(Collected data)
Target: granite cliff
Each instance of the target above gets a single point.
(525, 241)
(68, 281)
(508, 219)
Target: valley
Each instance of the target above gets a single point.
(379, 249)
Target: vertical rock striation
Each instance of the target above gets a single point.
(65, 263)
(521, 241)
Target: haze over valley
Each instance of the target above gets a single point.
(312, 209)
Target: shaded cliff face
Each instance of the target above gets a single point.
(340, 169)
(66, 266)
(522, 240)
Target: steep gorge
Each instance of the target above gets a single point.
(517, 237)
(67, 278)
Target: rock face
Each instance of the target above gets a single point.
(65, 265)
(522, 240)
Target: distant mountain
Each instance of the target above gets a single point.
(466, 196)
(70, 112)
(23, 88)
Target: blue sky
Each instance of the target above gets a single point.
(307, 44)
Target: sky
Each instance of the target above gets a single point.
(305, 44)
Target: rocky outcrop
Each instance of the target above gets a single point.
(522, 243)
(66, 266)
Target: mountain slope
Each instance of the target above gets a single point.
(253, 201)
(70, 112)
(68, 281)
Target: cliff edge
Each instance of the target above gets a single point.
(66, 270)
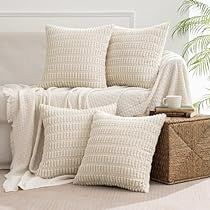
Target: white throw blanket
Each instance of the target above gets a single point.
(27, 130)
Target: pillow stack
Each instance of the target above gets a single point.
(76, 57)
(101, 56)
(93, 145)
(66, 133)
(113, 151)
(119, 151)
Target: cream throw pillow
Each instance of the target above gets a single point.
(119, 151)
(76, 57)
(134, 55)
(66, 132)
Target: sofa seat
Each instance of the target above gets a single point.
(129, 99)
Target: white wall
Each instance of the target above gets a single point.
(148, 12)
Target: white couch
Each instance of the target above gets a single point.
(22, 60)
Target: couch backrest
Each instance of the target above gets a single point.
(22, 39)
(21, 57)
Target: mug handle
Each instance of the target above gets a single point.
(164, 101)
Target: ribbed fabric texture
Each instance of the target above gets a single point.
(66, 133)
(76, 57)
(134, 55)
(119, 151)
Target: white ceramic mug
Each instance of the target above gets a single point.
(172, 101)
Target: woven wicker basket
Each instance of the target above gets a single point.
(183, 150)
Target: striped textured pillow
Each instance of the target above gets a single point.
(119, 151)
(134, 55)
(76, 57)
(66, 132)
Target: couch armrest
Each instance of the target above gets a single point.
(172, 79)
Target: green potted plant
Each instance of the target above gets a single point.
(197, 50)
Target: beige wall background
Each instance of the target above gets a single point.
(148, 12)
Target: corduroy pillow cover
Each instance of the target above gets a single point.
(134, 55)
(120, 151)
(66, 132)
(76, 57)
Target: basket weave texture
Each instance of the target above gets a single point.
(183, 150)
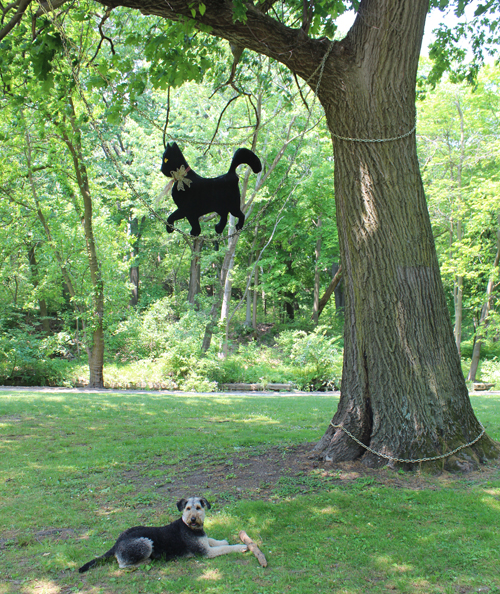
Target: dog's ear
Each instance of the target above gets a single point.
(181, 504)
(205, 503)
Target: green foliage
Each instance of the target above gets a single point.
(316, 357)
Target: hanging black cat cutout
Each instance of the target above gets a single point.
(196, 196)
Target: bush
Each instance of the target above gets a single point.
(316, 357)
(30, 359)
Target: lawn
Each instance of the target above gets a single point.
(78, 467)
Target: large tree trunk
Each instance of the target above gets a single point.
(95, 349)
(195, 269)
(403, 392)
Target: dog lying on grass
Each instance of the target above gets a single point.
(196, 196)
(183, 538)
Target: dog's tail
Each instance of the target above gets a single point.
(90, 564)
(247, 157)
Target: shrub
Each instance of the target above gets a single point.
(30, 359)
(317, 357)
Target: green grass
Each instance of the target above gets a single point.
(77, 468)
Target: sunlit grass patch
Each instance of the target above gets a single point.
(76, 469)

==

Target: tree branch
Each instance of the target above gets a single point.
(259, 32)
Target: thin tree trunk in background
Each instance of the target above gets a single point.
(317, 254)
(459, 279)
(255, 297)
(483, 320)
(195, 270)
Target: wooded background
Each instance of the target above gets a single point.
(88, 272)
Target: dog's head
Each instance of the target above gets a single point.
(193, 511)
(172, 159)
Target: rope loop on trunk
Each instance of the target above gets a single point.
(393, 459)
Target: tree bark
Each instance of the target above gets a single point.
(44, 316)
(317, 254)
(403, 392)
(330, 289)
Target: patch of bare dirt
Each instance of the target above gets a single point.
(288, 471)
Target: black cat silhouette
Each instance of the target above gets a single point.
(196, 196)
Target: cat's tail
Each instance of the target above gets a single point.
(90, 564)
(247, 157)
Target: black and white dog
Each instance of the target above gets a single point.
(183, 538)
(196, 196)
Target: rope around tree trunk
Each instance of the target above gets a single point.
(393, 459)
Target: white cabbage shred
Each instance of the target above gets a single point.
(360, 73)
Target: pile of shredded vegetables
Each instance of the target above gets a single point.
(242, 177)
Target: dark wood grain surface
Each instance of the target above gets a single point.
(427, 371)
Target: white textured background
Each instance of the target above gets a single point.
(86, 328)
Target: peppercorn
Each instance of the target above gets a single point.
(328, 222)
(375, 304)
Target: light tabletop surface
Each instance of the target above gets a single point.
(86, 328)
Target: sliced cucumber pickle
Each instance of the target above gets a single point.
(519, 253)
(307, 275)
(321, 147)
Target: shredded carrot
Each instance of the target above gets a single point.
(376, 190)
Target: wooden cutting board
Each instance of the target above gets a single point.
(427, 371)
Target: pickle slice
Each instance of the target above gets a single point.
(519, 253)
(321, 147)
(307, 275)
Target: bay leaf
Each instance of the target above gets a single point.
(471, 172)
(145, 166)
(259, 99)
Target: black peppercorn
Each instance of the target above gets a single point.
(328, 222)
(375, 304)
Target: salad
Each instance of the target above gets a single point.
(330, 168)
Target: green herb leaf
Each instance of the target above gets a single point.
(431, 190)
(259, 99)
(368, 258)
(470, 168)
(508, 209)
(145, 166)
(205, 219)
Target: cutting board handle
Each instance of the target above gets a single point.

■ **Assigned task**
Only lines containing the string "leaf" are needed. Pull each of them out of the records above.

■ **Answer box**
Target: bay leaf
Target: green herb leaf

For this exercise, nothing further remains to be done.